» **TASK MATERIAL**
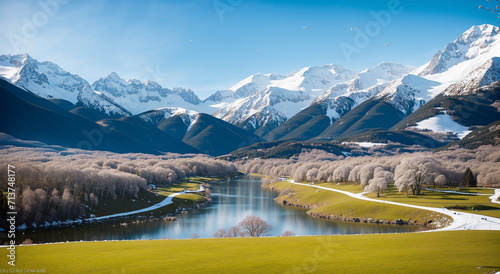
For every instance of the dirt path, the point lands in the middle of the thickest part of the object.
(461, 220)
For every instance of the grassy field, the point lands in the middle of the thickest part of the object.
(479, 204)
(327, 203)
(436, 252)
(147, 198)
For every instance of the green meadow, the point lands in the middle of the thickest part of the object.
(427, 252)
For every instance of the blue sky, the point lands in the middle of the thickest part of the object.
(208, 45)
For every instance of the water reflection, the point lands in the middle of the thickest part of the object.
(232, 201)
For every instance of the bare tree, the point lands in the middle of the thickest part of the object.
(414, 172)
(440, 180)
(254, 226)
(379, 181)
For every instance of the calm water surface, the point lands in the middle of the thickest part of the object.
(232, 201)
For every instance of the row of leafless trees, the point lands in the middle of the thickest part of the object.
(251, 226)
(407, 171)
(57, 185)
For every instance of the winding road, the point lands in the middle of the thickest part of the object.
(161, 204)
(461, 220)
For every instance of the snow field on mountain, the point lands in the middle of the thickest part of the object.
(443, 123)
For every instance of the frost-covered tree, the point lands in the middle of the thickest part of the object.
(379, 182)
(254, 226)
(413, 172)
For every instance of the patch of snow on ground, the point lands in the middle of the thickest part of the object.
(443, 123)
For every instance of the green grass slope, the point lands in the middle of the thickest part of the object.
(438, 252)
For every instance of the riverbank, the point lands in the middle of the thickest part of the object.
(325, 204)
(439, 252)
(461, 220)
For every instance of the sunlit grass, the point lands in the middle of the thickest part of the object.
(437, 252)
(329, 203)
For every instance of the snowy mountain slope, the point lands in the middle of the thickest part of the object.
(277, 98)
(139, 97)
(462, 67)
(484, 75)
(364, 86)
(202, 131)
(470, 60)
(155, 117)
(408, 93)
(100, 102)
(48, 80)
(337, 101)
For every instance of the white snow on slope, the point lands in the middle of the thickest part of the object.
(443, 123)
(365, 144)
(472, 51)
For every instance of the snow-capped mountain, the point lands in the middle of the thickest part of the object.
(155, 117)
(276, 98)
(342, 97)
(100, 102)
(139, 97)
(468, 62)
(48, 80)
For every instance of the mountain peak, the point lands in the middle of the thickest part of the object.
(477, 31)
(113, 75)
(481, 41)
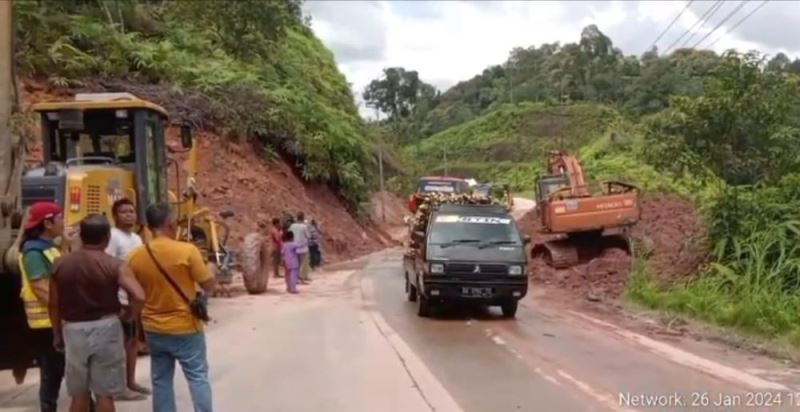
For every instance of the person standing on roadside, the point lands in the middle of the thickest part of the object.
(85, 313)
(38, 253)
(170, 271)
(276, 237)
(314, 240)
(123, 241)
(301, 234)
(291, 261)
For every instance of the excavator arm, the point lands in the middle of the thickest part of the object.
(561, 162)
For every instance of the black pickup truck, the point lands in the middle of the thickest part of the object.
(471, 254)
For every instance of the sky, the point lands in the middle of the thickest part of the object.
(450, 41)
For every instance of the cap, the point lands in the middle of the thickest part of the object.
(41, 211)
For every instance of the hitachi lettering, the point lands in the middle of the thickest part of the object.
(611, 205)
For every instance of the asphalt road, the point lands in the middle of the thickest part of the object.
(350, 342)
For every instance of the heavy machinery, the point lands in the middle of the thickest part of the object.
(576, 221)
(96, 149)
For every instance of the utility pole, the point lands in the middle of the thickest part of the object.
(383, 191)
(10, 148)
(445, 162)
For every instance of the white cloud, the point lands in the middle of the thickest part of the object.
(450, 41)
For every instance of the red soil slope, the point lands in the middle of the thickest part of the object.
(669, 232)
(231, 175)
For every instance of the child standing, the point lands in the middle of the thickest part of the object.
(291, 261)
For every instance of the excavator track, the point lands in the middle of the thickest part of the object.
(566, 252)
(559, 254)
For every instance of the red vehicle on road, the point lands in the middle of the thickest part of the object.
(436, 184)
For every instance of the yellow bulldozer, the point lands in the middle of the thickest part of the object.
(102, 147)
(96, 149)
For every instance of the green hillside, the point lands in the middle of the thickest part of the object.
(246, 68)
(510, 143)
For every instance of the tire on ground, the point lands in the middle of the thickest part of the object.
(255, 263)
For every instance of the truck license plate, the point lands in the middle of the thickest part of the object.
(477, 292)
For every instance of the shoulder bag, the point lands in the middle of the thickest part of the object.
(198, 305)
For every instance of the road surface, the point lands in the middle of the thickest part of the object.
(350, 342)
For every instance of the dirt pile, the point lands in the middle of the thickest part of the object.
(669, 232)
(392, 206)
(234, 176)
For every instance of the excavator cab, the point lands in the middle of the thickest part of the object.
(548, 184)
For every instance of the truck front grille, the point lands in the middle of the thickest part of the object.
(93, 199)
(33, 194)
(469, 269)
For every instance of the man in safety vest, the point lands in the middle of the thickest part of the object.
(38, 252)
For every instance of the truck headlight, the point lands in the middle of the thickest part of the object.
(515, 270)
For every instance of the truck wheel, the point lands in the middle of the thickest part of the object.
(423, 306)
(255, 263)
(411, 291)
(510, 309)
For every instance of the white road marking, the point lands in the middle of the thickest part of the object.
(608, 400)
(432, 390)
(498, 340)
(691, 360)
(547, 377)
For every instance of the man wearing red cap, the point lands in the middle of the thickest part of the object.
(38, 252)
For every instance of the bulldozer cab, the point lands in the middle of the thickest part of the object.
(97, 149)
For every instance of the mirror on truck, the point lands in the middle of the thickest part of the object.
(69, 119)
(186, 136)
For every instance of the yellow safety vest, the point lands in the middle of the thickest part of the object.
(37, 313)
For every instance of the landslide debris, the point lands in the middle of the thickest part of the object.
(670, 233)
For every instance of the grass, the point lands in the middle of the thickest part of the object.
(515, 137)
(764, 312)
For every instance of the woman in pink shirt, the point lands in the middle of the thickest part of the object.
(291, 260)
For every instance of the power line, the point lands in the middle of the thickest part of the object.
(703, 23)
(737, 24)
(736, 10)
(713, 7)
(670, 25)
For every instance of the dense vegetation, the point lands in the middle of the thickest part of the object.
(719, 129)
(245, 68)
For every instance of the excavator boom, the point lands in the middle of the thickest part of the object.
(572, 216)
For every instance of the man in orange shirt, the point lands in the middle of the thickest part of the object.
(173, 332)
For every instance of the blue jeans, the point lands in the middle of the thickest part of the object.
(190, 352)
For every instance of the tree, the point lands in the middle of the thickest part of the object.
(779, 63)
(398, 93)
(743, 126)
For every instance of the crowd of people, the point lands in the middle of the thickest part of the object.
(295, 249)
(87, 308)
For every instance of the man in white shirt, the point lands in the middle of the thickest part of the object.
(301, 236)
(123, 241)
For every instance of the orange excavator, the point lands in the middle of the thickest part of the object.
(574, 221)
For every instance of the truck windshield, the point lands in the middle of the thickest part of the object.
(453, 229)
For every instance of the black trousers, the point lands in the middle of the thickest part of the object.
(51, 370)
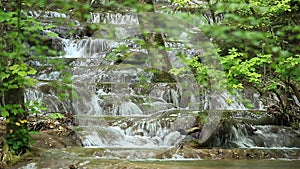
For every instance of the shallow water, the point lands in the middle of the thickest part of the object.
(231, 164)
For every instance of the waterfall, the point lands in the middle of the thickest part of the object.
(120, 103)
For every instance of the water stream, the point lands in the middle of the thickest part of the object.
(124, 106)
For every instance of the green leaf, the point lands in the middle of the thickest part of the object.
(31, 72)
(5, 113)
(52, 34)
(22, 73)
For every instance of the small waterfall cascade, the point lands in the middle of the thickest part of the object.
(119, 101)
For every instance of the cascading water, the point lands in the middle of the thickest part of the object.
(118, 104)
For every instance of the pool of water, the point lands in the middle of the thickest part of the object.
(230, 164)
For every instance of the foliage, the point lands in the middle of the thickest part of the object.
(55, 116)
(259, 48)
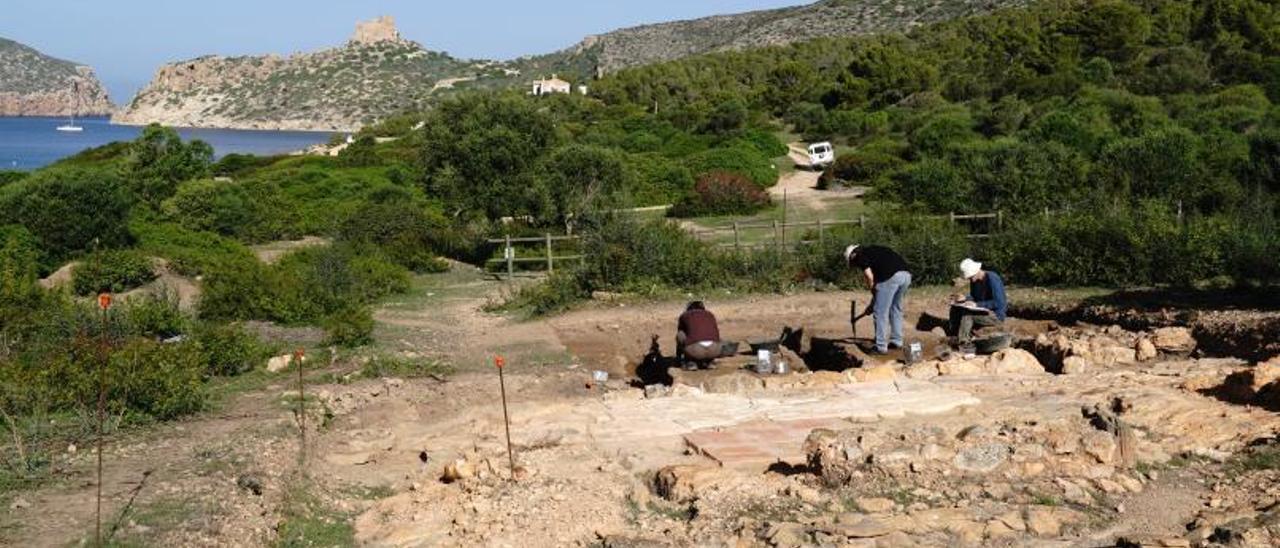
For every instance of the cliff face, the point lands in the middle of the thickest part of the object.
(36, 85)
(667, 41)
(373, 76)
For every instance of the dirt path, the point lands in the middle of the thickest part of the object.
(800, 186)
(589, 452)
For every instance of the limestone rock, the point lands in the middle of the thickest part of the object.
(874, 505)
(282, 362)
(878, 374)
(789, 535)
(1178, 341)
(923, 370)
(981, 459)
(682, 483)
(1146, 350)
(1101, 446)
(1043, 521)
(1265, 374)
(734, 383)
(458, 470)
(1014, 361)
(862, 529)
(822, 379)
(1075, 365)
(960, 368)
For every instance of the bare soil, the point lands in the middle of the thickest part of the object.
(378, 448)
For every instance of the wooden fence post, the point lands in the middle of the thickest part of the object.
(511, 259)
(551, 257)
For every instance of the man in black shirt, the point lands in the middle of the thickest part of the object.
(888, 279)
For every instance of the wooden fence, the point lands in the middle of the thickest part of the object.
(545, 259)
(778, 231)
(547, 256)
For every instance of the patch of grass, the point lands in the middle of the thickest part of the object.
(1266, 457)
(368, 493)
(154, 519)
(307, 520)
(1045, 499)
(676, 512)
(403, 368)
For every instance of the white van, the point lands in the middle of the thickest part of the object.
(821, 155)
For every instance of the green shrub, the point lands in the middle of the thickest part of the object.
(190, 252)
(10, 177)
(658, 179)
(112, 272)
(741, 159)
(155, 315)
(158, 160)
(159, 380)
(361, 153)
(763, 141)
(721, 193)
(228, 350)
(350, 328)
(305, 287)
(69, 211)
(554, 295)
(859, 168)
(410, 233)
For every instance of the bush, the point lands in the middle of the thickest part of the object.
(190, 252)
(361, 153)
(155, 315)
(10, 177)
(112, 272)
(69, 211)
(740, 159)
(721, 193)
(159, 380)
(859, 168)
(350, 328)
(228, 350)
(410, 233)
(305, 287)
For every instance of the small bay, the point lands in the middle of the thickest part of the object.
(33, 142)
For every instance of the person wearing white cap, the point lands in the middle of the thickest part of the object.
(888, 279)
(986, 305)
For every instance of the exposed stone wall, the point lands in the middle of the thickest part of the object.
(382, 30)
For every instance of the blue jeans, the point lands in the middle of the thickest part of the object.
(888, 310)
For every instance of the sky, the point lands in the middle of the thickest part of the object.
(124, 41)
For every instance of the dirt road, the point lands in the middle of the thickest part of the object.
(938, 453)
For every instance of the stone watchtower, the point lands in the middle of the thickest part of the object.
(382, 30)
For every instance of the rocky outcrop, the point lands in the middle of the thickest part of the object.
(375, 74)
(36, 85)
(667, 41)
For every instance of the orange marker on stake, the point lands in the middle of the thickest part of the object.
(506, 419)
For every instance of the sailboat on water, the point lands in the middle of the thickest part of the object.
(69, 127)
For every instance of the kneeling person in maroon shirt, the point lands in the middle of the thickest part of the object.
(696, 337)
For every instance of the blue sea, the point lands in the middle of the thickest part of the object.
(33, 142)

» **WHAT IS BEING ASKED**
Can you repeat the entries above verbatim, from the line containing "For every instance of the blue sea, the" through the last line of the entries, with both ends included?

» **SOLVED EXERCISE**
For every instance of the blue sea, the point lands in the middle of the thickest part of the object.
(33, 142)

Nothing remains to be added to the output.